» **TEXT SHOWN**:
Latest on Cassini....about 8 days remaining before end of mission.

 

IN PROGRESS: Orbit 292 - September 5 - 12

 

  • This is Cassini’s final full orbit of Saturn before the mission ends.
  • During this orbit, Cassini’s Composite Infrared Spectrometer (CIRS) and Visible and Infrared Mapping Spectrometer (VIMS) instruments work together to determine the abundance of helium in Saturn’s atmosphere.
  • This is the fifth of five orbits in which Cassini’s elliptical orbit carries it so low that the spacecraft passes briefly through Saturn’s atmosphere. Cassini’s reaction control thrusters are at the ready to correct the spacecraft’s orientation in case Saturn’s atmosphere pushes on the spacecraft hard enough to cause any rotation.
  • During the period in which the spacecraft is nearest Saturn, Cassini’s Ion and Neutral Mass Spectrometer (INMS) performs its fourth session directly sampling Saturn’s upper atmosphere. The instrument measures densities of different species of molecular hydrogen, helium and a variety of ions in the immediate vicinity of the spacecraft.

[Dataset items]

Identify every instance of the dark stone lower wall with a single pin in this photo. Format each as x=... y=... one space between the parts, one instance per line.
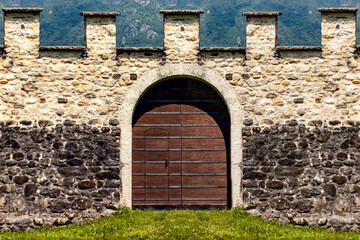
x=65 y=173
x=304 y=174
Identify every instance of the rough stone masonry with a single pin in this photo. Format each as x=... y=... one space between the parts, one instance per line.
x=65 y=118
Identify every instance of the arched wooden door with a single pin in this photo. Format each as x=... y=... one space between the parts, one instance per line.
x=181 y=147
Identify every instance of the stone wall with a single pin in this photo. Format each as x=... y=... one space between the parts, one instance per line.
x=60 y=107
x=59 y=169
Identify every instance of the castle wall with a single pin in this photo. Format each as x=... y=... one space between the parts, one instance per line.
x=61 y=112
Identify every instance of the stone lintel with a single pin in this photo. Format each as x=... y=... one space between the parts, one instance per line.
x=223 y=49
x=181 y=12
x=62 y=48
x=100 y=14
x=140 y=49
x=337 y=10
x=298 y=48
x=261 y=14
x=22 y=10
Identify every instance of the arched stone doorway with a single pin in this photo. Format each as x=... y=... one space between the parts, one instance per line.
x=181 y=147
x=180 y=70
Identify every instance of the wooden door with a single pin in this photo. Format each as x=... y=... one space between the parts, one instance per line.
x=181 y=147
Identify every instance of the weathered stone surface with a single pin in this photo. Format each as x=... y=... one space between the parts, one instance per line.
x=30 y=189
x=87 y=184
x=60 y=126
x=81 y=204
x=21 y=179
x=280 y=204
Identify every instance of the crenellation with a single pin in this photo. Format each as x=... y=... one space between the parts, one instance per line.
x=66 y=117
x=181 y=35
x=62 y=51
x=100 y=34
x=22 y=32
x=338 y=32
x=261 y=34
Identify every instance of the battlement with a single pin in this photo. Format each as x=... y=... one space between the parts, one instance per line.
x=284 y=123
x=181 y=27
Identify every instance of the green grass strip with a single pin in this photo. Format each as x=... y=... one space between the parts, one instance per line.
x=181 y=224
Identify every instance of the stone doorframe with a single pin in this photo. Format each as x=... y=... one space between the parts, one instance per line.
x=194 y=71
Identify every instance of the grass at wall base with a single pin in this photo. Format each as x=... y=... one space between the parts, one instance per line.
x=181 y=224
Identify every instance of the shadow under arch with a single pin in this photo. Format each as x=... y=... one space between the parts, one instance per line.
x=195 y=117
x=180 y=70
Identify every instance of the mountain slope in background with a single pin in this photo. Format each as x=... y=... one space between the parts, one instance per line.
x=140 y=23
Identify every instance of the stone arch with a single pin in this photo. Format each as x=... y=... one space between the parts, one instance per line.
x=173 y=70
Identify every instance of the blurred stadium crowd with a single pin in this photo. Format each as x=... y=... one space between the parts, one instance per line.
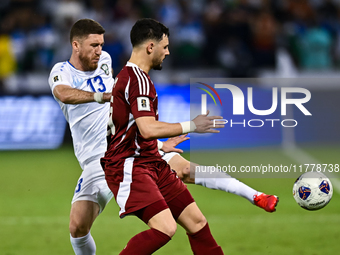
x=238 y=37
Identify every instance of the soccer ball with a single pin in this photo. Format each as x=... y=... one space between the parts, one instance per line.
x=312 y=190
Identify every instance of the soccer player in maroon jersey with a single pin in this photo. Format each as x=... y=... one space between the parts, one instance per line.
x=142 y=182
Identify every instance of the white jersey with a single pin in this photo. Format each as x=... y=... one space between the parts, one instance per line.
x=87 y=121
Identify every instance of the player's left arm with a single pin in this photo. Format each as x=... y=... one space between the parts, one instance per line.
x=170 y=144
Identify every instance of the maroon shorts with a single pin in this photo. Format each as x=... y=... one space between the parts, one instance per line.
x=137 y=185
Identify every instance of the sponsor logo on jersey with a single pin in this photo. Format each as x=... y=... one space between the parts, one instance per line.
x=105 y=68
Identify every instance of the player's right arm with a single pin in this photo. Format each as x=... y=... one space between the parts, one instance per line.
x=69 y=95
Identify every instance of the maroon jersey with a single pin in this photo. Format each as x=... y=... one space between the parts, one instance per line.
x=134 y=96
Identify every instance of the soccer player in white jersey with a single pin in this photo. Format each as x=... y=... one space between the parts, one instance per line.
x=81 y=86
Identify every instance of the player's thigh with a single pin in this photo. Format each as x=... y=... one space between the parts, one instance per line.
x=192 y=219
x=82 y=215
x=164 y=222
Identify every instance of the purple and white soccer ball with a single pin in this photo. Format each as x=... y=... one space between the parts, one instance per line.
x=312 y=190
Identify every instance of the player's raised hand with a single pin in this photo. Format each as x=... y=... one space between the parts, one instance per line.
x=208 y=124
x=170 y=144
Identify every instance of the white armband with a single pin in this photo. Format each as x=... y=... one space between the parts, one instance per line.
x=159 y=144
x=188 y=126
x=98 y=97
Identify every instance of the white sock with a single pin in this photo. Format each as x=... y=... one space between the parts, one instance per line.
x=84 y=245
x=223 y=181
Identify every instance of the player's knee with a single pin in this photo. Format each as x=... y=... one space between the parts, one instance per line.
x=186 y=173
x=78 y=229
x=200 y=221
x=171 y=229
x=168 y=228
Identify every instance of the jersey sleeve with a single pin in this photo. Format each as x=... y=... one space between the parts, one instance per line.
x=141 y=102
x=59 y=76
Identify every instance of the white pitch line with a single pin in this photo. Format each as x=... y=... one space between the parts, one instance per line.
x=302 y=157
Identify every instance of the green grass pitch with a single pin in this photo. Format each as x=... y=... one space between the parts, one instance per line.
x=37 y=187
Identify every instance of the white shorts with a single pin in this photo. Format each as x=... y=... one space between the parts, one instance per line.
x=93 y=186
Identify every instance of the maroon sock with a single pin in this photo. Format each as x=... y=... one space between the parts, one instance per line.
x=145 y=243
x=202 y=242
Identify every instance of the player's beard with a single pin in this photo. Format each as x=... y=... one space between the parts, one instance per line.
x=86 y=62
x=157 y=64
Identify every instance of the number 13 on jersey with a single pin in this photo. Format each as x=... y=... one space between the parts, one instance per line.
x=97 y=82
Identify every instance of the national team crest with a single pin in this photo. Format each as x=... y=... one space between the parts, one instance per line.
x=105 y=68
x=57 y=78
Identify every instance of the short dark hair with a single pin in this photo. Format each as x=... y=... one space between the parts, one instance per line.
x=145 y=29
x=84 y=27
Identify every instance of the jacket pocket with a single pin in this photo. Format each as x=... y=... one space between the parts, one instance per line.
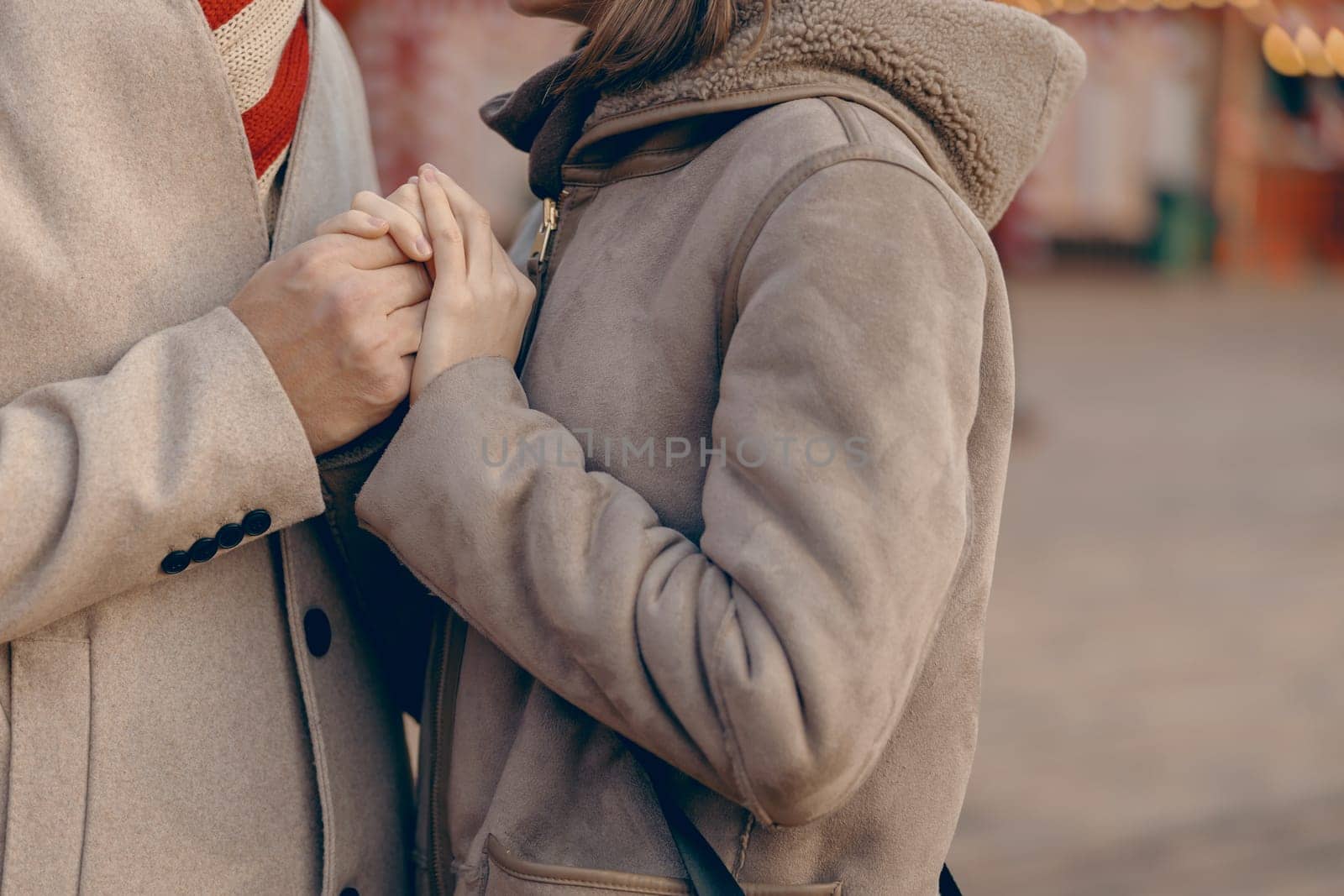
x=511 y=876
x=49 y=766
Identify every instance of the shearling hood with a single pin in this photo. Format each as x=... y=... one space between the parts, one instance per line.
x=978 y=85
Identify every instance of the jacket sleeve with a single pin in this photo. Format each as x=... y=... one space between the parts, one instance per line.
x=772 y=660
x=102 y=477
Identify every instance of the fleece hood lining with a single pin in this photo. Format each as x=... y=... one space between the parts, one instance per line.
x=980 y=83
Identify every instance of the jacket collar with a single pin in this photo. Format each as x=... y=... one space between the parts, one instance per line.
x=976 y=85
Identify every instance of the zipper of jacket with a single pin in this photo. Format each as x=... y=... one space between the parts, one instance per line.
x=448 y=651
x=538 y=268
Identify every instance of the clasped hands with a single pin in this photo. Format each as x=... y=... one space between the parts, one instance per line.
x=385 y=298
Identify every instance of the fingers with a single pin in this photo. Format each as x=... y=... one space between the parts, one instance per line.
x=405 y=226
x=400 y=285
x=504 y=266
x=407 y=324
x=356 y=223
x=444 y=230
x=474 y=221
x=356 y=251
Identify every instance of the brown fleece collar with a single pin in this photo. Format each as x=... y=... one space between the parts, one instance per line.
x=984 y=81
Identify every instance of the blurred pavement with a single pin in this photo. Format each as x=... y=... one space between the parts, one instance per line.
x=1164 y=676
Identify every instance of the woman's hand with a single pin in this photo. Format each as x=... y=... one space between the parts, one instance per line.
x=398 y=217
x=481 y=302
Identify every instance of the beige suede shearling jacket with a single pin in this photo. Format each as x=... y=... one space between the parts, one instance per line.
x=225 y=730
x=741 y=506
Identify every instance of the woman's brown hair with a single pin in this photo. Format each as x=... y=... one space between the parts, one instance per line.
x=638 y=40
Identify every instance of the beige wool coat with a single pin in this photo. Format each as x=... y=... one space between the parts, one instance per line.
x=223 y=730
x=743 y=506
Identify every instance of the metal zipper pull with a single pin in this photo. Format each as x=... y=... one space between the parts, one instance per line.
x=544 y=237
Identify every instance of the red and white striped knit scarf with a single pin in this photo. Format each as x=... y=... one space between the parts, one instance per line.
x=264 y=45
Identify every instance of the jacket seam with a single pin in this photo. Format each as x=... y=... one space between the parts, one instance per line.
x=730 y=736
x=779 y=194
x=846 y=117
x=781 y=191
x=743 y=842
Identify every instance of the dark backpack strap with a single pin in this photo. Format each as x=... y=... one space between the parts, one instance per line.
x=707 y=872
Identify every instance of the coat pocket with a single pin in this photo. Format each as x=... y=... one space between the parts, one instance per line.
x=49 y=766
x=511 y=876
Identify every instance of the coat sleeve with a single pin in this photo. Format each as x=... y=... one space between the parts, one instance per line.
x=102 y=477
x=772 y=660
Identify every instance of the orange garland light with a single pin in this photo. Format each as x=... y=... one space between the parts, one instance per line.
x=1294 y=55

» **WHAT IS ASKED**:
**1.** Reproduce, word for word, everything in the records from the line containing "Identify every instance of the orange" down through the end of the records.
**2.** Continue the Cassini mission update from the point where it stops.

» **OUTPUTS BY TASK**:
**1.**
Identify every instance of the orange garland light with a single pin in this photo. Format each as x=... y=... one space between the parts, one instance per line.
x=1294 y=55

**2.**
  • The spacecraft’s RADAR and Imaging Science Subsystem (ISS) instruments also operate during the INMS observation, with RADAR continuing its study of ammonia in Saturn’s atmosphere and the ISS instrument capturing an iconic image of the rings seen looking outward from Saturn.
  • At the end of this orbit, Cassini makes a distant flyby of the Mercury-size moon Titan, whose gravity alters the spacecraft’s trajectory one final time. This gravitational nudge, which the team calls “the goodbye kiss,” ensures that the spacecraft is disposed of in a controlled manner. Instead of passing safely into and out of Saturn’s outermost atmosphere on the next orbit, Cassini will instead dip so deeply into the atmosphere that the spacecraft will burn up like a meteor.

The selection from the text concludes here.